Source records

::::::::::

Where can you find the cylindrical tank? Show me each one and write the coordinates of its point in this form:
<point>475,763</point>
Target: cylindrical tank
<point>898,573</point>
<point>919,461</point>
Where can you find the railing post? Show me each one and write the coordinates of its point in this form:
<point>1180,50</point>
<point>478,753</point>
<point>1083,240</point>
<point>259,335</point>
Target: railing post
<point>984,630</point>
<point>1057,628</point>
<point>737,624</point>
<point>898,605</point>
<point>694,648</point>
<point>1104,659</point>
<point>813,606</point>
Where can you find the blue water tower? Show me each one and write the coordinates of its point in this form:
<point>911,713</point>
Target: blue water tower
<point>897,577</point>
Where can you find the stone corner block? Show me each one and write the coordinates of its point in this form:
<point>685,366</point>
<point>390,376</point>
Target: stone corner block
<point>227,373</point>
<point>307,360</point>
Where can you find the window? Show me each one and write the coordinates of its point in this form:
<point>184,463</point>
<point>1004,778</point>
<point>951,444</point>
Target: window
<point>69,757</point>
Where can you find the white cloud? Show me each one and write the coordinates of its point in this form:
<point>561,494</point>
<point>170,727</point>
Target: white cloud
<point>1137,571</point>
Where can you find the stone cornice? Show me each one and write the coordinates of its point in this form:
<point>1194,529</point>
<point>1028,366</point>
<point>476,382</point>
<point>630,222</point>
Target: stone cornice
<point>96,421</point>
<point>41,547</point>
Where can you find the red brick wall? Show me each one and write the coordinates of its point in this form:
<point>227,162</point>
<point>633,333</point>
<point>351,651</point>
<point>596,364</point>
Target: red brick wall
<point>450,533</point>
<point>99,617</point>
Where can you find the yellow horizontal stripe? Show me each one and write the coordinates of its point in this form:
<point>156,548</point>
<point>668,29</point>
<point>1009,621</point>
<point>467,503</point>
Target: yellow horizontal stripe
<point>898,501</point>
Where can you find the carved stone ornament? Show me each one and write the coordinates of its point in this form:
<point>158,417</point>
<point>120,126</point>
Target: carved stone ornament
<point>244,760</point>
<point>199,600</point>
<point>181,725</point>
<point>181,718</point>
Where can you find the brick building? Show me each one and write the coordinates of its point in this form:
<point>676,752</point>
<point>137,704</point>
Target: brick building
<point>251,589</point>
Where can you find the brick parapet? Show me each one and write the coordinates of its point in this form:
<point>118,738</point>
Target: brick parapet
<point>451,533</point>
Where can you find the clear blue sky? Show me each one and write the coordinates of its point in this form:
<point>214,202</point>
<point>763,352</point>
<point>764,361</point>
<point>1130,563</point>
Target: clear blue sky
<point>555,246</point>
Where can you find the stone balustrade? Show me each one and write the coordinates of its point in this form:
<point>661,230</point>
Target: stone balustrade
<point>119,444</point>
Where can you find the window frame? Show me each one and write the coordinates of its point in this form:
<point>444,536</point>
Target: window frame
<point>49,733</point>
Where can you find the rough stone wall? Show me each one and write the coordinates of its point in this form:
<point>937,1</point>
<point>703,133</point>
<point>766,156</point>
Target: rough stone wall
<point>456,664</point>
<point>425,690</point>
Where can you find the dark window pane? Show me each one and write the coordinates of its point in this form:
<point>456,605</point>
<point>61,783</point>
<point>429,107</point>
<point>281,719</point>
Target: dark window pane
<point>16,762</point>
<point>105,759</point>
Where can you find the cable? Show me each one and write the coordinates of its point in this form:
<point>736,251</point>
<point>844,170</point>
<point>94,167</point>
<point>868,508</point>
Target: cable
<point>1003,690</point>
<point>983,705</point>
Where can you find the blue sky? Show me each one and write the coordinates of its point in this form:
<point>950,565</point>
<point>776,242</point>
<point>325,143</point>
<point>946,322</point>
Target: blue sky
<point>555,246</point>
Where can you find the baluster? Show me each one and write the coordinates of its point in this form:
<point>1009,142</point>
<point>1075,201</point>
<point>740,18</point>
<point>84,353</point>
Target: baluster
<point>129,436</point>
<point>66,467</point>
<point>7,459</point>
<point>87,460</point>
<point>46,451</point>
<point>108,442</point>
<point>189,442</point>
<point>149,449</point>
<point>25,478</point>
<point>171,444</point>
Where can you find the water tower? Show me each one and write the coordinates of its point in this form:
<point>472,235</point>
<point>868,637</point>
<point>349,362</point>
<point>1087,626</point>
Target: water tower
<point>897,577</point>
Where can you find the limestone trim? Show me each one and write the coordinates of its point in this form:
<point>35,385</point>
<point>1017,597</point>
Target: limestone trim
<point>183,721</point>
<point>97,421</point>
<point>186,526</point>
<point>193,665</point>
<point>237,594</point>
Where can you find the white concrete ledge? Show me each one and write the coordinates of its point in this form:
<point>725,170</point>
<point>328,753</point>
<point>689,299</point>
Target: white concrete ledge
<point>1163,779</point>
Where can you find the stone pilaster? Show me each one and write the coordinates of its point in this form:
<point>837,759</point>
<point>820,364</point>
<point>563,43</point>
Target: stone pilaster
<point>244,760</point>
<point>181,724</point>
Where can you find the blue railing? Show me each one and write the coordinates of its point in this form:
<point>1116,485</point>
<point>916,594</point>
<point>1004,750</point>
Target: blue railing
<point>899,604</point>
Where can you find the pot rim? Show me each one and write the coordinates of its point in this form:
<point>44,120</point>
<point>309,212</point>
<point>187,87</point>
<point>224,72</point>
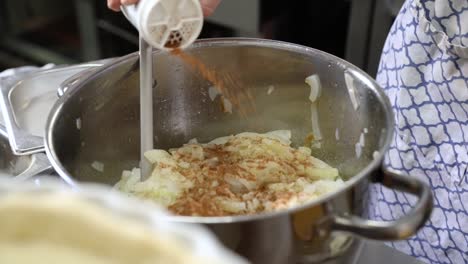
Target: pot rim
<point>219,42</point>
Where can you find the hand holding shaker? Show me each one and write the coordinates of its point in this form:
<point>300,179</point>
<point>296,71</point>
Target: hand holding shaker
<point>166,24</point>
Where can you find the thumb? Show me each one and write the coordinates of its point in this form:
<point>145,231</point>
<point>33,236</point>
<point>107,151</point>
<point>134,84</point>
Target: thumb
<point>209,6</point>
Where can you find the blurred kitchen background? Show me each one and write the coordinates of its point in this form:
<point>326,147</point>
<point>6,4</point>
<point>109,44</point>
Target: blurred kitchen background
<point>36,32</point>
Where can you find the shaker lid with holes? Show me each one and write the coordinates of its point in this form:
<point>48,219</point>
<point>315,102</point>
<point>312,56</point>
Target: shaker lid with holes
<point>167,24</point>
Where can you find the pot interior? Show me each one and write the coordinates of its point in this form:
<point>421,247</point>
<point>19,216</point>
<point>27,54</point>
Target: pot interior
<point>94,132</point>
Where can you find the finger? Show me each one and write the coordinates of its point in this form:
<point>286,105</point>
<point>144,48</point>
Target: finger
<point>209,6</point>
<point>113,5</point>
<point>129,2</point>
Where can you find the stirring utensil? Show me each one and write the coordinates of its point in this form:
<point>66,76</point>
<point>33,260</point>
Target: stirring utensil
<point>146,106</point>
<point>162,24</point>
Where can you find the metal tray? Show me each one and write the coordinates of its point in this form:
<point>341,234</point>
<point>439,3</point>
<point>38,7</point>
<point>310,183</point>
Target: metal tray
<point>26,100</point>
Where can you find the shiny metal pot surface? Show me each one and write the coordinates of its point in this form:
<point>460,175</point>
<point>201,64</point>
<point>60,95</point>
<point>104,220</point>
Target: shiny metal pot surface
<point>356,132</point>
<point>20,167</point>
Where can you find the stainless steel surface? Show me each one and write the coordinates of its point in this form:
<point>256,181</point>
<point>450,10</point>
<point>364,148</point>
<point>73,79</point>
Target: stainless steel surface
<point>146,106</point>
<point>26,100</point>
<point>403,227</point>
<point>109,134</point>
<point>20,167</point>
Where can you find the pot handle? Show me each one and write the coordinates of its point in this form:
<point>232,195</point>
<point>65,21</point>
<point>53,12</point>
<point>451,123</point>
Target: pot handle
<point>393,230</point>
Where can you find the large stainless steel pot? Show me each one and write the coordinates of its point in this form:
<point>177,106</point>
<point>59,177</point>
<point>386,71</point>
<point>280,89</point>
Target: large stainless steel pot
<point>356,132</point>
<point>20,167</point>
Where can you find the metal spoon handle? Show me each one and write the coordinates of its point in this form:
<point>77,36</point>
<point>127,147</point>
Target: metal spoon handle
<point>146,106</point>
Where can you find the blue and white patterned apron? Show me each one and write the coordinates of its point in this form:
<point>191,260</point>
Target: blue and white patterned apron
<point>424,71</point>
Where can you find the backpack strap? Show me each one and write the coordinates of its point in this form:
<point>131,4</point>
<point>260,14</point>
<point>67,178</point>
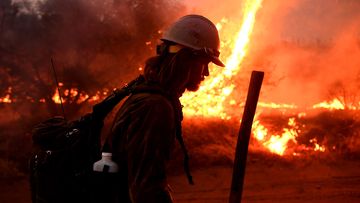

::::::::::

Only one stretch of the records above is wanted: the lines between the one holding "<point>844,170</point>" and the one holding "<point>950,565</point>", inclusive, reproduced exactly.

<point>844,170</point>
<point>94,167</point>
<point>868,508</point>
Target: cable
<point>1003,690</point>
<point>983,705</point>
Where can you find the blue sky? Show me each one and write the coordinates of its point in this form:
<point>950,565</point>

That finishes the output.